Exercise task – Convert all of the entries below into a numbered list with one item per line, omitting blank lines. Leave the pictures out of your answer.

Data to use –
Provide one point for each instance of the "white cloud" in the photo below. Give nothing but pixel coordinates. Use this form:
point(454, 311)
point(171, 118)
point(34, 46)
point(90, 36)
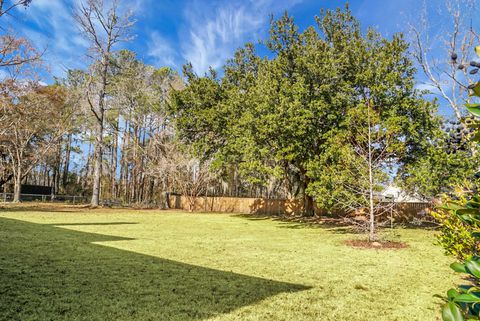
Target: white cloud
point(215, 31)
point(53, 30)
point(160, 49)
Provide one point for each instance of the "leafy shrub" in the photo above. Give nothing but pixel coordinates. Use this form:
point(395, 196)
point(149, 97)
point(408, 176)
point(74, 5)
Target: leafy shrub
point(456, 235)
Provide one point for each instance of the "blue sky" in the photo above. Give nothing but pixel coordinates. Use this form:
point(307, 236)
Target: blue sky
point(206, 33)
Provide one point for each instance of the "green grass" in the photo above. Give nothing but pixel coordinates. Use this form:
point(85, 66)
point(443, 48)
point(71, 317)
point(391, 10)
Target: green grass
point(154, 265)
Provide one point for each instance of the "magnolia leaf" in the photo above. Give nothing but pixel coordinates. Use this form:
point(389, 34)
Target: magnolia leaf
point(458, 267)
point(467, 298)
point(468, 211)
point(451, 312)
point(452, 294)
point(473, 267)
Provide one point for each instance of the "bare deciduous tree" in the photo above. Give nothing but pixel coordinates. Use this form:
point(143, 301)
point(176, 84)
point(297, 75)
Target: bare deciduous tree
point(36, 121)
point(436, 49)
point(104, 28)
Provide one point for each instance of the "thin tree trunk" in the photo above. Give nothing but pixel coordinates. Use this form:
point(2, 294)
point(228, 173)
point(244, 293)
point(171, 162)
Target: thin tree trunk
point(113, 165)
point(371, 235)
point(67, 161)
point(17, 185)
point(97, 167)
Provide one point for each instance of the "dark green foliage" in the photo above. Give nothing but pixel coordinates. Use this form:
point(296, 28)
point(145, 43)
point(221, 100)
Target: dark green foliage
point(282, 118)
point(463, 303)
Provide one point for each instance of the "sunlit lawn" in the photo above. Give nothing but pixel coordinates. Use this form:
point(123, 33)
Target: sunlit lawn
point(75, 264)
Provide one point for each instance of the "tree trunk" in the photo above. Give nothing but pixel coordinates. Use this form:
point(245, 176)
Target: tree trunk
point(371, 235)
point(308, 209)
point(97, 167)
point(18, 185)
point(113, 165)
point(67, 162)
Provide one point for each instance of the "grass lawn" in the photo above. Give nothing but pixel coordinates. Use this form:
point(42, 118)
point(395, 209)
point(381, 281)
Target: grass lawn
point(74, 264)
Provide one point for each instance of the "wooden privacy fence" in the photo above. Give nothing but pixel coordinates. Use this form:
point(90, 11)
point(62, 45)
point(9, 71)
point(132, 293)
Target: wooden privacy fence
point(400, 211)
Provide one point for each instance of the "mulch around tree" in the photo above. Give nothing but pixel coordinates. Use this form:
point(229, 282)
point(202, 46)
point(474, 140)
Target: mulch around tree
point(379, 245)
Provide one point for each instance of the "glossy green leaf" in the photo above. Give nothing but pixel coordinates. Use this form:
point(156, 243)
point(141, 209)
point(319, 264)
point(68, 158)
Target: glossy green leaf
point(473, 267)
point(468, 211)
point(467, 298)
point(451, 312)
point(458, 267)
point(452, 294)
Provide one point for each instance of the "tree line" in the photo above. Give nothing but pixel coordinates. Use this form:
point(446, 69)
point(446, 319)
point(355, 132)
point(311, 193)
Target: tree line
point(330, 114)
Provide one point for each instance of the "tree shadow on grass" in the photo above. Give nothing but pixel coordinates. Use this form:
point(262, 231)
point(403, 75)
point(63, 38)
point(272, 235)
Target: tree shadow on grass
point(50, 273)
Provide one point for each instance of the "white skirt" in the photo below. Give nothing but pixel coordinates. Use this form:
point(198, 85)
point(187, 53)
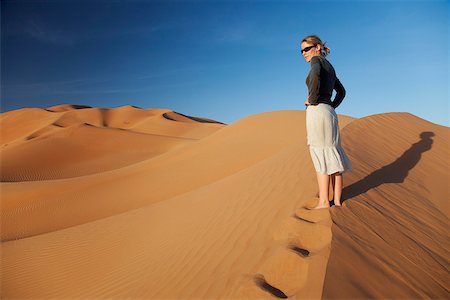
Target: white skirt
point(324, 141)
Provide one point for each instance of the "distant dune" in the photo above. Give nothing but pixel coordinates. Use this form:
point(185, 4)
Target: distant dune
point(151, 203)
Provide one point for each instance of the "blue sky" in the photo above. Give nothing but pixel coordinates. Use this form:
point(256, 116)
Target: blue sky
point(224, 59)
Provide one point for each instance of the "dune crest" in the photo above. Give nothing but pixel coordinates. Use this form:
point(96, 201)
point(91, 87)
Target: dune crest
point(226, 215)
point(75, 140)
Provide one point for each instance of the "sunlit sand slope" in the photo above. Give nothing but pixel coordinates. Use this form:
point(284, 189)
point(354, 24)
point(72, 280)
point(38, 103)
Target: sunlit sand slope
point(224, 217)
point(390, 240)
point(68, 141)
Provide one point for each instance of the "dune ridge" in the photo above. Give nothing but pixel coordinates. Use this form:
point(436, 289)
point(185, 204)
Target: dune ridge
point(226, 216)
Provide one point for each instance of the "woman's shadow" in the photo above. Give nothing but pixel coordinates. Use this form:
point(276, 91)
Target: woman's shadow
point(395, 172)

Exercise output –
1. Provide one point for each instance of the "white cloud" in the photo below. Give nothing but pixel coordinates. Use this form:
2. point(454, 311)
3. point(171, 118)
4. point(34, 46)
5. point(90, 36)
6. Target: white cloud
7. point(215, 31)
8. point(53, 30)
9. point(160, 49)
10. Provide one point for each instance of the "leafy shrub" in the photo above. Give nothing but pixel coordinates. Use this form:
11. point(395, 196)
12. point(149, 97)
13. point(408, 176)
14. point(74, 5)
15. Target: leafy shrub
16. point(456, 235)
17. Provide one point for each instance of the "blue sky" in the photo above. Give nothing but pixel coordinates. Use this form:
18. point(307, 236)
19. Target: blue sky
20. point(206, 33)
21. Provide one point for each instance of the "green grass" in the photo above. Give nothing but pixel coordinates. Use this form:
22. point(85, 66)
23. point(443, 48)
24. point(71, 317)
25. point(391, 10)
26. Target: green grass
27. point(154, 265)
28. Provide one point for each instance of the "magnolia leaf" in the photo above. Give nothing but pixel coordinates. Use this form:
29. point(389, 34)
30. Target: magnolia leaf
31. point(458, 267)
32. point(467, 298)
33. point(468, 211)
34. point(451, 312)
35. point(452, 294)
36. point(473, 267)
37. Provide one point for each instance of the "bare deciduous tree" in the photo above. Give nothing but pixel coordinates. Use this form:
38. point(143, 301)
39. point(176, 84)
40. point(297, 75)
41. Target: bare deciduous tree
42. point(36, 121)
43. point(436, 49)
44. point(104, 28)
45. Provide one point for each instance of the "thin tree trunk" in the photo above. Give nothing but pixel coordinates. Use this form:
46. point(2, 294)
47. point(228, 173)
48. point(244, 293)
49. point(171, 162)
50. Target: thin tree trunk
51. point(113, 165)
52. point(371, 235)
53. point(67, 161)
54. point(17, 185)
55. point(97, 167)
56. Provide one point for each instance of the "dark green foliage" in the photo above. Give nothing but pixel coordinates. Use this form:
57. point(296, 28)
58. point(145, 43)
59. point(221, 100)
60. Target: dark green foliage
61. point(282, 118)
62. point(463, 303)
63. Provide one point for each instance of the "sunlit lawn" in the photo above. Give nothing but pixel coordinates. Use this form:
64. point(123, 33)
65. Target: sunlit lawn
66. point(75, 264)
67. Provide one point for each instance of the "tree trunk" in the photo above. Give nothing but pixel coordinates. Use this form:
68. point(245, 176)
69. Target: tree trunk
70. point(371, 235)
71. point(308, 209)
72. point(97, 167)
73. point(18, 185)
74. point(113, 165)
75. point(67, 162)
76. Provide one point for each instance of the "grass lawn" in the photo above. Give nothing but pixel coordinates. Use this form:
77. point(42, 118)
78. point(395, 209)
79. point(381, 281)
80. Target: grass lawn
81. point(74, 264)
82. Provide one point for each instance of the "wooden privacy fence" in the photo above. Give nothing but pixel coordinates. Use this form:
83. point(90, 11)
84. point(62, 45)
85. point(9, 71)
86. point(132, 293)
87. Target: wooden privacy fence
88. point(400, 211)
89. Provide one point for each instance of the "mulch around tree" in the photo above. Give nothing but pixel coordinates. Use this form:
90. point(229, 282)
91. point(202, 46)
92. point(474, 140)
93. Target: mulch around tree
94. point(379, 245)
95. Provide one point for each instance of the "glossy green leaf" in the photo above. Give nothing but pixel coordinates. Use this form:
96. point(156, 243)
97. point(141, 209)
98. point(319, 264)
99. point(68, 158)
100. Target: glossy green leaf
101. point(473, 267)
102. point(468, 211)
103. point(467, 298)
104. point(451, 312)
105. point(458, 267)
106. point(452, 294)
107. Provide one point for each instance of the "tree line" in the photo above. Give nothing but pixel coordinates. Use this form:
108. point(446, 69)
109. point(446, 319)
110. point(355, 132)
111. point(311, 193)
112. Target: tree line
113. point(330, 114)
114. Provide one point for each instance of the "tree shadow on grass" in the photo above. Give nothing but pixel coordinates. Use this form:
115. point(262, 231)
116. point(403, 75)
117. point(63, 38)
118. point(272, 235)
119. Target: tree shadow on grass
120. point(50, 273)
121. Provide one point for each instance of the "white skirt" in the photo below. Give nothing but pixel coordinates. Use this form:
122. point(198, 85)
123. point(187, 53)
124. Target: white skirt
125. point(324, 141)
126. Provide one point for each instance of the "distant dune" in the photo above. Give nothing but pixel coordinates. Use this form:
127. point(185, 4)
128. Target: distant dune
129. point(151, 203)
130. Provide one point for each instance of the "blue sky" in the photo above. Give nothing but pixel coordinates. Use this form:
131. point(256, 116)
132. Target: blue sky
133. point(224, 59)
134. Provide one point for each instance of the "dune crest" in the photo above. Give nothing but pixel coordinates. Use this form:
135. point(96, 201)
136. point(91, 87)
137. Target: dune crest
138. point(226, 215)
139. point(75, 140)
140. Provide one point for each instance of the "sunlit sand slope" in the photo above. Give nothing but pixel coordinates. Use this form:
141. point(284, 189)
142. point(354, 24)
143. point(72, 280)
144. point(38, 103)
145. Target: sunlit sand slope
146. point(224, 217)
147. point(390, 240)
148. point(68, 141)
149. Provide one point for each instance of the "dune ridge" in the photo above. Give nothing but pixel coordinates. Use this form:
150. point(436, 289)
151. point(185, 204)
152. Target: dune ridge
153. point(226, 216)
154. Provide one point for each instance of the "woman's shadow" in the photo above. Give nothing but pixel coordinates. Use this form:
155. point(276, 91)
156. Target: woman's shadow
157. point(395, 172)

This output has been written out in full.